Selayang Pandang Pegadaian

6.30.2010

Pendahuluan
Alhamdulillah, salawat dan salam semoga dilimpahkan kepada Nabi Muhammad, keluarga, dan sahabatnya.
Akad pegadaian ialah suatu akad yang berupa penahanan suatu barang sebagai jaminan atas suatu piutang. Penahanan barang ini bertujuan agar pemberi piutang merasa aman atas haknya. Dengan demikian, barang yang ditahan haruslah memiliki nilai jual, agar pemberi piutang dapat menjual barang gadaian, apabila orang yang berutang tidak mampu melunasi piutangnya pada tempo yang telah disepakati.
Syariat pegadaian ini merupakan salah satu bukti bahwa Islam telah memiliki sistem perekonomian yang lengkap dan sempurna, sebagaimana syariat Islam senantiasa memberikan jaminan ekonomis yang adil bagi seluruh pihak yang terkait dalam setiap transaksi. Penerima piutang dapat memenuhi kebutuhannya, dan pemberi piutang mendapat jaminan keamanan bagi uangnya, selain mendapat pahala dari Allah atas pertolongannya kepada orang lain.

Dalil-dalil Dihalalkannya Pegadaian
Agar tidak ada yang mempertanyakan tentang dasar hukum pegadaian, maka berikut ini saya akan sebutkan sebagian dalil yang mendasari akad pegadaian.
Firman Allah Ta’ala,
وَإِن كُنتُمْ عَلَى سَفَرٍ وَلَمْ تَجِدُواْ كَاتِبًا فَرِهَانٌ مَّقْبُوضَةٌ
“Bila kalian berada dalam perjalanan (dan kalian bermuamalah secara tidak tunai), sedangkan kalian tidak mendapatkan juru tulis, maka hendaklah ada barang gadai yang diserahkan (kepada pemberi piutang).” (Qs. al-Baqarah: 283)
Pada akhir hayat Rasulullah shallallahu ‘alaihi wa sallam, beliau menggadaikan perisai beliau kepada orang Yahudi, karena beliau berutang kepadanya beberapa takar gandum.
عَنْ عَائِشَةَ رَضِيَ اللهُ عَنْهَا قَالَتْ: اِشْتَرَى رَسُوْلُ اللهِ صَلَّى اللهُ عَلَيْهِ وَ سَلَّمَ مِنْ يَهُوْدِيٍّ طَعَاماً نَسِيْئَةً وَرَهْنَهً درعَهُ
Dari ‘Aisyah radhiyallahu ‘anha, ia mengisahkan, “Rasulullah shallallahu ‘alaihi wa sallam membeli bahan makanan (gandum) secara tidak tunai dari seorang Yahudi, dan beliau menggadaikan perisainya.” (Hr. Bukhari dan Muslim)

— Latihan Tertulis A —
Sebutkan jumlah baris dalam catatan di bawah ini yang memuat kata "just". Huruf besar dan kecil dibedakan, dan jawaban hanya berupa angka.

— Catatan yang Diberikan —
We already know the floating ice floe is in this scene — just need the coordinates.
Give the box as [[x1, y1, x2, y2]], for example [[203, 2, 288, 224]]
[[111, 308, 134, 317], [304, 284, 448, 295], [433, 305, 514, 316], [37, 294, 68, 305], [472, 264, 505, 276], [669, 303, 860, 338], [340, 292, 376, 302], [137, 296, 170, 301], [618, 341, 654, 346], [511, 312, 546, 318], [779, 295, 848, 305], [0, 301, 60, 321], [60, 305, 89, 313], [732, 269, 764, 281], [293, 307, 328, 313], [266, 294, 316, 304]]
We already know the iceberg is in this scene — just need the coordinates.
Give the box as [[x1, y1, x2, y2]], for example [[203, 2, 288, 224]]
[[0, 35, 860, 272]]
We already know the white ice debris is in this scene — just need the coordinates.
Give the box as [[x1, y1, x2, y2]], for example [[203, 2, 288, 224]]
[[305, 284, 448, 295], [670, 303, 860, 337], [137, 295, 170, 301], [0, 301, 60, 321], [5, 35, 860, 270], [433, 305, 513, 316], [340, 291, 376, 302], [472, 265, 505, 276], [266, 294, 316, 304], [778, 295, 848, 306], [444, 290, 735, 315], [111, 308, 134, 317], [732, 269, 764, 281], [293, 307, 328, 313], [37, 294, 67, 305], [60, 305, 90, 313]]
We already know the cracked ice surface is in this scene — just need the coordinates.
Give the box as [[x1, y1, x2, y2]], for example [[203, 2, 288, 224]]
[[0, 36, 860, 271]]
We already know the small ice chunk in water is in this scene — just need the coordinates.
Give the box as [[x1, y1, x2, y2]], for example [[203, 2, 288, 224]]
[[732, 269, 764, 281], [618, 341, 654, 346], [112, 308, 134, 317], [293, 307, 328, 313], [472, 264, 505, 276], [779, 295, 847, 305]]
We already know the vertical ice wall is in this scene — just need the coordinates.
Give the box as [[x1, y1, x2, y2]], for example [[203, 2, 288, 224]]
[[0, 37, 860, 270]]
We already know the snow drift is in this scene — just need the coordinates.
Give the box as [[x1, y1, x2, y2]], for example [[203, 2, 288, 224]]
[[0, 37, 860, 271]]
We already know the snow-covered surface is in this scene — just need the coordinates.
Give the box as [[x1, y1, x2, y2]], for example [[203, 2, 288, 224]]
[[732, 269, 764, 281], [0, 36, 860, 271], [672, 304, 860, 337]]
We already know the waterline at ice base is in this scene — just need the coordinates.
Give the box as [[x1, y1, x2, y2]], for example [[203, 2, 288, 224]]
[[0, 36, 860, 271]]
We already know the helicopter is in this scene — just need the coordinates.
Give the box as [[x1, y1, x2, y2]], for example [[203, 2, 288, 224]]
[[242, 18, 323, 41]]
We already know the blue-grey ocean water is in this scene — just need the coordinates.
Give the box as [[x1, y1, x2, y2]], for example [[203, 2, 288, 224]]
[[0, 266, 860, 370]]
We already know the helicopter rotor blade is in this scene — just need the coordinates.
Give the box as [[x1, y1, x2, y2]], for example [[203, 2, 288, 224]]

— Latihan Tertulis B —
Tuliskan kembali secara persis bagian teks bacaan tentang pegadaian di atas, di antara "Pada akhir hayat" dan "Bukhari dan Muslim)", termasuk kedua batas tersebut.

— Hasil A —
12

— Hasil B —
Pada akhir hayat Rasulullah shallallahu ‘alaihi wa sallam, beliau menggadaikan perisai beliau kepada orang Yahudi, karena beliau berutang kepadanya beberapa takar gandum.
عَنْ عَائِشَةَ رَضِيَ اللهُ عَنْهَا قَالَتْ: اِشْتَرَى رَسُوْلُ اللهِ صَلَّى اللهُ عَلَيْهِ وَ سَلَّمَ مِنْ يَهُوْدِيٍّ طَعَاماً نَسِيْئَةً وَرَهْنَهً درعَهُ
Dari ‘Aisyah radhiyallahu ‘anha, ia mengisahkan, “Rasulullah shallallahu ‘alaihi wa sallam membeli bahan makanan (gandum) secara tidak tunai dari seorang Yahudi, dan beliau menggadaikan perisainya.” (Hr. Bukhari dan Muslim)